**Short task:** Which of the lines below contain the word "cloud"? Extract each of those lines in full.
[Start Record excerpts]
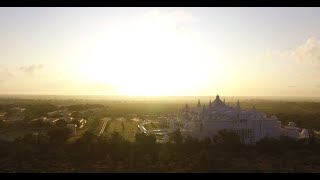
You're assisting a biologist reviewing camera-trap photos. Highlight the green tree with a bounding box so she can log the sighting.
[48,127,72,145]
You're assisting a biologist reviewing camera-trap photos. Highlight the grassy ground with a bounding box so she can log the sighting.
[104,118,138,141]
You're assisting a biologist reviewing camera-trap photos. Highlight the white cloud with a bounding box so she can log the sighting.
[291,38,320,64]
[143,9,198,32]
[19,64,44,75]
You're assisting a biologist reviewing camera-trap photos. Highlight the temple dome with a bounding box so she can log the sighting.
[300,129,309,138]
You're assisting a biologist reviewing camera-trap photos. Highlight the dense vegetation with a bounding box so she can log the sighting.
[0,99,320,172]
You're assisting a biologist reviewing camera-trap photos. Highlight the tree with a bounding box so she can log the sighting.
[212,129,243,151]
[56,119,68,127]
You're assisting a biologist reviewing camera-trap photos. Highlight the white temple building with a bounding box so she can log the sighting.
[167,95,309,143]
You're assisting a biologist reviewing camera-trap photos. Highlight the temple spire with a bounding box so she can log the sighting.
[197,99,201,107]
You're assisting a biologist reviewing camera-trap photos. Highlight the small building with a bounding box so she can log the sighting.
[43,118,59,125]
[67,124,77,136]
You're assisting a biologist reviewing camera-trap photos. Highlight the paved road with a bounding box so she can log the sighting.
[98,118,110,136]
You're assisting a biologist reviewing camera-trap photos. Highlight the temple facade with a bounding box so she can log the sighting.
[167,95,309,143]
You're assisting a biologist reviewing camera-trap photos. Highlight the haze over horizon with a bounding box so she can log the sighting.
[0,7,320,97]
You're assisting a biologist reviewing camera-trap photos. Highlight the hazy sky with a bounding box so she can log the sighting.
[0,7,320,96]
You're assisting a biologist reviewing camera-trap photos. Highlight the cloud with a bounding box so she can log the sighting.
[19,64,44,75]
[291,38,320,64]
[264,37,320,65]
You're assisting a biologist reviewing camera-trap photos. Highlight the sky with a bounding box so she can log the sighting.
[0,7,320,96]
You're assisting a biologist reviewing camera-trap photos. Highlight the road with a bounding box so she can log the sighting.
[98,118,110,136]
[End Record excerpts]
[Start Record excerpts]
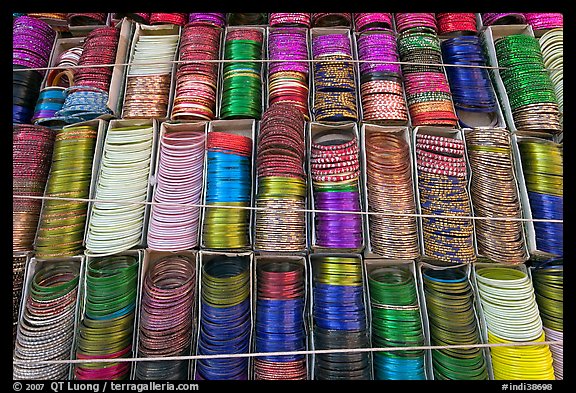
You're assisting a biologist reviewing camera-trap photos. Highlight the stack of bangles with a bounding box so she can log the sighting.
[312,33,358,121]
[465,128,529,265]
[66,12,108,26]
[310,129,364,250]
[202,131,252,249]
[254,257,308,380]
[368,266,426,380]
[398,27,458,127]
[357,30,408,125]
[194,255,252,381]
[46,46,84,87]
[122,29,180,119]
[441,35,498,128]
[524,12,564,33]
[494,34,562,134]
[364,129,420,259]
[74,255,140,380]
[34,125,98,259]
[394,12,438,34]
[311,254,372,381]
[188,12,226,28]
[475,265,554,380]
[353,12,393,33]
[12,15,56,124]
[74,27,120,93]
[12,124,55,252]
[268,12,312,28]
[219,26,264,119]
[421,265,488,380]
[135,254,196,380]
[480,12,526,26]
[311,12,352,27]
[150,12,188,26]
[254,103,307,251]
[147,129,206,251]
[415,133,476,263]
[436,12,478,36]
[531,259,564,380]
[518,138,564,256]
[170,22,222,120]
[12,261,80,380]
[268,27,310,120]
[End Record excerpts]
**The output:**
You're assisting a biologist reviewing camera-trap photos. Highlight the white cloud with a bounding box so she can log the sighting.
You're assisting a biologist reviewing camera-trap photos. Highlight the cloud with a bounding box so she can log the sighting.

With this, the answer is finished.